> **Explore the material**
1. Name each group of people that the article on Apple's lawsuit against NSO says was listed as a potential target of Pegasus spyware.
2. Carry on the news article about Apple's lawsuit against NSO, starting after its final sentence.
Document segment: Begin
Apple sues Israeli spyware maker for targeting its users

Apple sued spyware maker NSO on Tuesday for targeting the users of its devices, saying the Israeli firm at the center of the Pegasus surveillance scandal needs to be held to account.

The suit from the Silicon Valley giant adds new trouble for NSO, which was engulfed in controversy over reports that tens of thousands of activists, journalists and politicians were listed as potential targets of its Pegasus spyware.

US authorities just weeks ago restricted relations between NSO and American groups over allegations the Israel firm “enabled foreign governments to conduct transnational repression.”

“To prevent further abuse and harm to its users, Apple is also seeking a permanent injunction to ban NSO Group from using any Apple software, services, or devices,” Apple said in a statement announcing the lawsuit filed in US federal court in California.

“State-sponsored actors like the NSO Group spend millions of dollars on sophisticated surveillance technologies without effective accountability. That needs to change,” said Craig Federighi, Apple’s senior vice president of Software Engineering.

NSO did not immediately reply to a request for comment.

– ‘Mercenary spyware’ –

Facebook in 2019 sued NSO Group, accusing it of using the WhatsApp to conduct cyberespionage on journalists, human rights activists and others.

That suit, filed in a California federal court, alleged approximately 1,400 devices were targeted with malicious software to steal valuable information from those using the messaging app.
Document segment: End
Given entries: Begin
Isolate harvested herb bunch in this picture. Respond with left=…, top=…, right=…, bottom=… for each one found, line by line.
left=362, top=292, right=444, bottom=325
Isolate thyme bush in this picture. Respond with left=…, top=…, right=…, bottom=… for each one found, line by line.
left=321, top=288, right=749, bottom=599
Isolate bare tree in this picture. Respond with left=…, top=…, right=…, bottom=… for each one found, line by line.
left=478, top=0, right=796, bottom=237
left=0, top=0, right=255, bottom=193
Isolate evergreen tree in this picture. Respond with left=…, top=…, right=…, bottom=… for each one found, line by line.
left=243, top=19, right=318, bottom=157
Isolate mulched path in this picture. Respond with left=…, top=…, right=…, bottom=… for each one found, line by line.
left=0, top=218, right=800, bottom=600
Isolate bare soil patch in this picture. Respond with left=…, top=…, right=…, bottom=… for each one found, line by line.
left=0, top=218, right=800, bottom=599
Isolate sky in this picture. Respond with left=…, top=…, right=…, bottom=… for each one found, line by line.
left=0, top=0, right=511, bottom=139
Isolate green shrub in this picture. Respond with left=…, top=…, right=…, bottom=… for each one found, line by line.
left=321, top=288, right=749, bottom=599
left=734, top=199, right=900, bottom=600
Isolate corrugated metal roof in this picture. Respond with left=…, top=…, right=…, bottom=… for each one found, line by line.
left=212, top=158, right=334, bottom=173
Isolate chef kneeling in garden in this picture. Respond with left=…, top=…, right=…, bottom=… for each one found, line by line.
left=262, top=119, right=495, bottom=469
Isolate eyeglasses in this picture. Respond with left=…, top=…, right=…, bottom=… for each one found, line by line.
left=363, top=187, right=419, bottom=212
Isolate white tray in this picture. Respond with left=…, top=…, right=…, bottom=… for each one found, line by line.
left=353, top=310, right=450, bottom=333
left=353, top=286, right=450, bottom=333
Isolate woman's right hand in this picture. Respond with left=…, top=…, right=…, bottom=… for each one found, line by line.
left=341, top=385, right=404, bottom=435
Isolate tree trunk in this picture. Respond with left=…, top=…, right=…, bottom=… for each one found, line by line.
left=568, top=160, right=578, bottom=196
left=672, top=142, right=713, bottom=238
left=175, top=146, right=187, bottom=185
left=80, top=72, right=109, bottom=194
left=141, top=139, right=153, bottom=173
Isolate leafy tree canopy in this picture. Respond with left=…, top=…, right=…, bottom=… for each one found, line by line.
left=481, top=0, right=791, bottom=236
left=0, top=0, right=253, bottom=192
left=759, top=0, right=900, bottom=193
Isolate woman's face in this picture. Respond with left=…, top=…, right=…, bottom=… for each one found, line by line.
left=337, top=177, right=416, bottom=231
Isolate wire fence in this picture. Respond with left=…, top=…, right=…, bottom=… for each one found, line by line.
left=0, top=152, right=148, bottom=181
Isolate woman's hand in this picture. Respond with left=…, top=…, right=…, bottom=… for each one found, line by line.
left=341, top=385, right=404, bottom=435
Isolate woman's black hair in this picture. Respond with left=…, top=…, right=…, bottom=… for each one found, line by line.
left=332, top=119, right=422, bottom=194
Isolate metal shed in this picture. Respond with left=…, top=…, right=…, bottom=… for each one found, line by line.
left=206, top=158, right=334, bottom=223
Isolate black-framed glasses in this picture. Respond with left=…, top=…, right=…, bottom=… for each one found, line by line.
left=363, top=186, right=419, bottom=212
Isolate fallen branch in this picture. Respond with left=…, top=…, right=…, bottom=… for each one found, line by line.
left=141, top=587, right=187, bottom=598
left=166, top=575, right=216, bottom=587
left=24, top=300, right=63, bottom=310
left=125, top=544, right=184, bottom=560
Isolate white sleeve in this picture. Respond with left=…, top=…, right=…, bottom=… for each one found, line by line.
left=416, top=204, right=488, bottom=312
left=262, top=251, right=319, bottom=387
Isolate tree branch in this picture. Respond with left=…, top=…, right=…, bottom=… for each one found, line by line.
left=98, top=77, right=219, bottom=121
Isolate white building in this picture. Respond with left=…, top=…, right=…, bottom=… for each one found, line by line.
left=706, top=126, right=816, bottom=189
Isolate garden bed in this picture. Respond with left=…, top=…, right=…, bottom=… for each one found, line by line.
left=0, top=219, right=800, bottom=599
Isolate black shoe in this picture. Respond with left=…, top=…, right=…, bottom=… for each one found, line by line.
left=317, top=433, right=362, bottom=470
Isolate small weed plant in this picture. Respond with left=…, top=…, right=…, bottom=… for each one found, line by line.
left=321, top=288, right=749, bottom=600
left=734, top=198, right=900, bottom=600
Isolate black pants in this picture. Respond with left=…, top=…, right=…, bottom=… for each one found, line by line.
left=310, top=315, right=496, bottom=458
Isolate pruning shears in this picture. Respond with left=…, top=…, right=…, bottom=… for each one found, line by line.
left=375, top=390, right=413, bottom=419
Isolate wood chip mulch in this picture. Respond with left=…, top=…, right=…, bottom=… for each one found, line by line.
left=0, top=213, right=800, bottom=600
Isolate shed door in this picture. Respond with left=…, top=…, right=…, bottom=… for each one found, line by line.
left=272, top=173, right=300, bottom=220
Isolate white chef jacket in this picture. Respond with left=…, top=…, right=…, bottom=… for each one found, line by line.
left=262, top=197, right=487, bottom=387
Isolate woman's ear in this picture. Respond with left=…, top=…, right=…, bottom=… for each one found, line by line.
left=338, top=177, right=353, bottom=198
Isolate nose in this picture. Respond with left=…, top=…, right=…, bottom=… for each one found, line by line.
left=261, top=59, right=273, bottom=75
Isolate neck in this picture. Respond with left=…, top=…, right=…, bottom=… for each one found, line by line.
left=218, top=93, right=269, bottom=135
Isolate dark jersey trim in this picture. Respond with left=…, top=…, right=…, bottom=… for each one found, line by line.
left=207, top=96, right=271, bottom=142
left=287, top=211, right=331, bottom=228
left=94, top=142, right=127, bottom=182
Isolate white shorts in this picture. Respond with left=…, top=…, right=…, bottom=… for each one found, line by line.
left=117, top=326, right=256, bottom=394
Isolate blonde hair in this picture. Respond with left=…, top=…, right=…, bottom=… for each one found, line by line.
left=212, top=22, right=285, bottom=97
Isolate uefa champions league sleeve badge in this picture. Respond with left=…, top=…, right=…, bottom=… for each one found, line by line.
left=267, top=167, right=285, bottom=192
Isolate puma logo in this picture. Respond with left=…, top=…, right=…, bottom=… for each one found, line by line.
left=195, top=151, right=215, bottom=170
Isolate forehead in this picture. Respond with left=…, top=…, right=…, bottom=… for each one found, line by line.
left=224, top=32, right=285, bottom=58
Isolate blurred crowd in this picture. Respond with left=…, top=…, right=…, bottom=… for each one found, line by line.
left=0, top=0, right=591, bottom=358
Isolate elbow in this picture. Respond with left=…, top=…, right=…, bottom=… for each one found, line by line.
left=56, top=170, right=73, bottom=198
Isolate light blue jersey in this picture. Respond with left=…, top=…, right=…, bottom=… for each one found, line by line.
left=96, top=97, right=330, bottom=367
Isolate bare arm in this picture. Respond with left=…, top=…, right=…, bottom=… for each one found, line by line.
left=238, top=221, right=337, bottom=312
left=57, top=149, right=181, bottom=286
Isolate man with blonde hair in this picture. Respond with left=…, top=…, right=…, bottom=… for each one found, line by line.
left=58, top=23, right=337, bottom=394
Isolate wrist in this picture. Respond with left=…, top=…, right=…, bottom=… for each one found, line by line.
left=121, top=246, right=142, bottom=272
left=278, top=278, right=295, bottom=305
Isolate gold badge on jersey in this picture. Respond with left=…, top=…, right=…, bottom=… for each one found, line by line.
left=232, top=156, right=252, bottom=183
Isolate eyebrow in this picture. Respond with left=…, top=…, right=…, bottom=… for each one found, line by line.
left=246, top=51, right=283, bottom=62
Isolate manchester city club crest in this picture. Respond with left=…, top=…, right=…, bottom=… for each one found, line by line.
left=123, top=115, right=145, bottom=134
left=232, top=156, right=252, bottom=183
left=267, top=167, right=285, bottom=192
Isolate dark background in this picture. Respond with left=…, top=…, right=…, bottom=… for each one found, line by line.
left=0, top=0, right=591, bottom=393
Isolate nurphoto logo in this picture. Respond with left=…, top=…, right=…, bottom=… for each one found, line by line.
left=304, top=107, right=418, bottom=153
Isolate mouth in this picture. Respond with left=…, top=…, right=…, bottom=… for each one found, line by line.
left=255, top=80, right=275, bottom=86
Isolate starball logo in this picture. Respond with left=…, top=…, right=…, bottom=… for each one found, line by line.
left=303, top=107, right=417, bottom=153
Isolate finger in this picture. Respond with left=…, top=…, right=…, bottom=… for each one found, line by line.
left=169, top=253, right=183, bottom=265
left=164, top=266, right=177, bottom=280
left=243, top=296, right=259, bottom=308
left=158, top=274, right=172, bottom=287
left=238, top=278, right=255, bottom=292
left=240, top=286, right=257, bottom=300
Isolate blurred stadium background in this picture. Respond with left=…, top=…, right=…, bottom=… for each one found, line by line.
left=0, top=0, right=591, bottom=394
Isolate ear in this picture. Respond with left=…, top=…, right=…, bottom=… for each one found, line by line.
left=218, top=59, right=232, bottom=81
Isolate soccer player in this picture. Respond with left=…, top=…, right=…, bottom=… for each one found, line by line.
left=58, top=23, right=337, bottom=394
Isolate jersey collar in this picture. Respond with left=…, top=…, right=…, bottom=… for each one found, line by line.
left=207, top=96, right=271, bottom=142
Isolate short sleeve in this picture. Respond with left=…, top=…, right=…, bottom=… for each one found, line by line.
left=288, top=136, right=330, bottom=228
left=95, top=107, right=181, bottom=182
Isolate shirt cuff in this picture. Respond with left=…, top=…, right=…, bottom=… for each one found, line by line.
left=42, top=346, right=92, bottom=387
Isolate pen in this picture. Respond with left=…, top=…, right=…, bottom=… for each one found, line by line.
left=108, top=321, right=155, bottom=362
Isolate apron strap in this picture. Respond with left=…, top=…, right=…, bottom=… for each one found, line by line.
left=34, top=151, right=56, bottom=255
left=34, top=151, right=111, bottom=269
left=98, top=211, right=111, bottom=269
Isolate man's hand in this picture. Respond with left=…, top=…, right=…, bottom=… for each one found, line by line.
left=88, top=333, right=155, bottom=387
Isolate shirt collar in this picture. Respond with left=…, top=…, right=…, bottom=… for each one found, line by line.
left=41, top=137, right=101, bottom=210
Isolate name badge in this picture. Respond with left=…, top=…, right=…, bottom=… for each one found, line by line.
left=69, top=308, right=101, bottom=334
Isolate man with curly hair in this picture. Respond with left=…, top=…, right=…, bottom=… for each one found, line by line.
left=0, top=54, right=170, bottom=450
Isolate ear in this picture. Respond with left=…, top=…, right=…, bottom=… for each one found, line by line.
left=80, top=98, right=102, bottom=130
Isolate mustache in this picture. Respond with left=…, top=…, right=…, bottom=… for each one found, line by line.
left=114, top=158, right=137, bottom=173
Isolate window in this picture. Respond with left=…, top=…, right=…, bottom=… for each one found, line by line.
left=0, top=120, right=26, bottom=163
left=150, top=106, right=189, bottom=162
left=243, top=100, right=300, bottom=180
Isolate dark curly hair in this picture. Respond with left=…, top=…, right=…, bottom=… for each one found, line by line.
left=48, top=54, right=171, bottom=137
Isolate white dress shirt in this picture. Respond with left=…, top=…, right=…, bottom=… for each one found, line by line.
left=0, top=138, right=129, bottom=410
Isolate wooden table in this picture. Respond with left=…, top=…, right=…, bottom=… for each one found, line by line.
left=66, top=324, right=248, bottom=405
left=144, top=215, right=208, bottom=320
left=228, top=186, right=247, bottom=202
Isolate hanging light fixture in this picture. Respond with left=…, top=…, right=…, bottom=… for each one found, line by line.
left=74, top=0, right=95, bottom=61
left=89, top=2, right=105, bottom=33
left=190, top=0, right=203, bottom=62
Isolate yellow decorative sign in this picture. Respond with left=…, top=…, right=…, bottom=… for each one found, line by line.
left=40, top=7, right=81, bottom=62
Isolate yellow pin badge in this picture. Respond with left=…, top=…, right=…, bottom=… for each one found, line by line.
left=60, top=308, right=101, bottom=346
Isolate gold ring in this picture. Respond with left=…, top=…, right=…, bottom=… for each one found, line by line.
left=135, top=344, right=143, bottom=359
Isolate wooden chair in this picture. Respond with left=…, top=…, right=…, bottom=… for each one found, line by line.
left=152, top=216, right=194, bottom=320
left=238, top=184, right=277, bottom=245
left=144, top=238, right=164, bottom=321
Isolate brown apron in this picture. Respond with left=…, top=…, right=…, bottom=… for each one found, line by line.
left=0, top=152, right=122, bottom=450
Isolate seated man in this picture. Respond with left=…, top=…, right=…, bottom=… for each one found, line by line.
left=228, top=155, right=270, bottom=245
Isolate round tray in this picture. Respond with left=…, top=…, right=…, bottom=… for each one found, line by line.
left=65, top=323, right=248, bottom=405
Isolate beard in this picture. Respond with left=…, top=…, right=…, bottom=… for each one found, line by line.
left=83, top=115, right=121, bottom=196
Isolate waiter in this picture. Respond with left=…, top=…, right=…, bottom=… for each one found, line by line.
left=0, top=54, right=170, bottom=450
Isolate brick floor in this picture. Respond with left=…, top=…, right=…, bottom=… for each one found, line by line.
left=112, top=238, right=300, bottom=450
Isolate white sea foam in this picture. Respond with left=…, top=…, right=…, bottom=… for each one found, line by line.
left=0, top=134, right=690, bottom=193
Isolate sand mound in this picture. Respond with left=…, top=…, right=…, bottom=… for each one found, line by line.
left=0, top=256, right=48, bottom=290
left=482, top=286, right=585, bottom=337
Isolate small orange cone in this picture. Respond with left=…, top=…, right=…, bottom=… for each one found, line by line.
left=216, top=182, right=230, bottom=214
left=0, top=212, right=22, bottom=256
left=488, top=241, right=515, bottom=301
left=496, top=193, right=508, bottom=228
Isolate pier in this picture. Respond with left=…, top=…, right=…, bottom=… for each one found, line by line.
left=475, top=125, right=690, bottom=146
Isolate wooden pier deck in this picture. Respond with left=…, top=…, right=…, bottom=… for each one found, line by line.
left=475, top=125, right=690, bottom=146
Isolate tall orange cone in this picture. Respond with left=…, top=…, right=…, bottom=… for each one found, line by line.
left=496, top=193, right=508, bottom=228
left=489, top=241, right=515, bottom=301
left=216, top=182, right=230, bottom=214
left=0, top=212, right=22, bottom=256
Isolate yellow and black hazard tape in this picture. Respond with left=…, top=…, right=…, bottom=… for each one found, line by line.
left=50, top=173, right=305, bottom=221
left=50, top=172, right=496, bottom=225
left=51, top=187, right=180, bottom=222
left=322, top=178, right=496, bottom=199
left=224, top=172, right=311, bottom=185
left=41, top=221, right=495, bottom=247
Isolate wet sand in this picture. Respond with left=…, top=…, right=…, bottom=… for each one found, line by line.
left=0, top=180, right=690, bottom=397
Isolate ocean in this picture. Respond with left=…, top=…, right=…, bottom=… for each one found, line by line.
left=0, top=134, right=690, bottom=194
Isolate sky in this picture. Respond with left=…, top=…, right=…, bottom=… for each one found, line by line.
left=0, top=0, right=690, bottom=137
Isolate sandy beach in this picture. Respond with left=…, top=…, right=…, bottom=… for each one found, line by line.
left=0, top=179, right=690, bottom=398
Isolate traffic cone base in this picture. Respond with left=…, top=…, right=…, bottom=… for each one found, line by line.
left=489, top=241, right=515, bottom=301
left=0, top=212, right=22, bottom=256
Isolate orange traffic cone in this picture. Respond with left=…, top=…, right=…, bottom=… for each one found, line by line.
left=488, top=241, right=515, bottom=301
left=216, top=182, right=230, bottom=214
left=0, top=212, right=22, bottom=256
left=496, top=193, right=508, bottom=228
Given entries: End
> **Answers by item**
1. activists, journalists, politicians

2.
Smartphones infected with Pegasus are essentially turned into pocket spying devices, allowing the user to read the target’s messages, look through their photos, track their location and even turn on their camera without them knowing.

UN experts have called for an international moratorium on the sale of surveillance technology until regulations are implemented to protect human rights following the Pegasus scandal.

Following the initial concern over Pegasus, a subsequent wave of worries emerged when iPhone maker Apple released a fix in September for a weakness that can allow the spyware to infect devices without users even clicking on a malicious message or link.

The so-called “zero-click” is able to silently corrupt the targeted device, and was identified by researchers at Citizen Lab, a cybersecurity watchdog organization in Canada.

“Mercenary spyware firms like NSO Group have facilitated some of the world’s worst human rights abuses and acts of transnational repression, while enriching themselves and their investors,” said Citizen Lab director Ron Deibert.

An investigation by a European rights group published earlier in November found that Pegasus spyware was used to hack the phones of staff of Palestinian civil society groups targeted by Israel. 

The revelations by Frontline Defenders — backed up by Amnesty International and the University of Toronto’s Citizen Lab — were the latest controversy to develop around the software.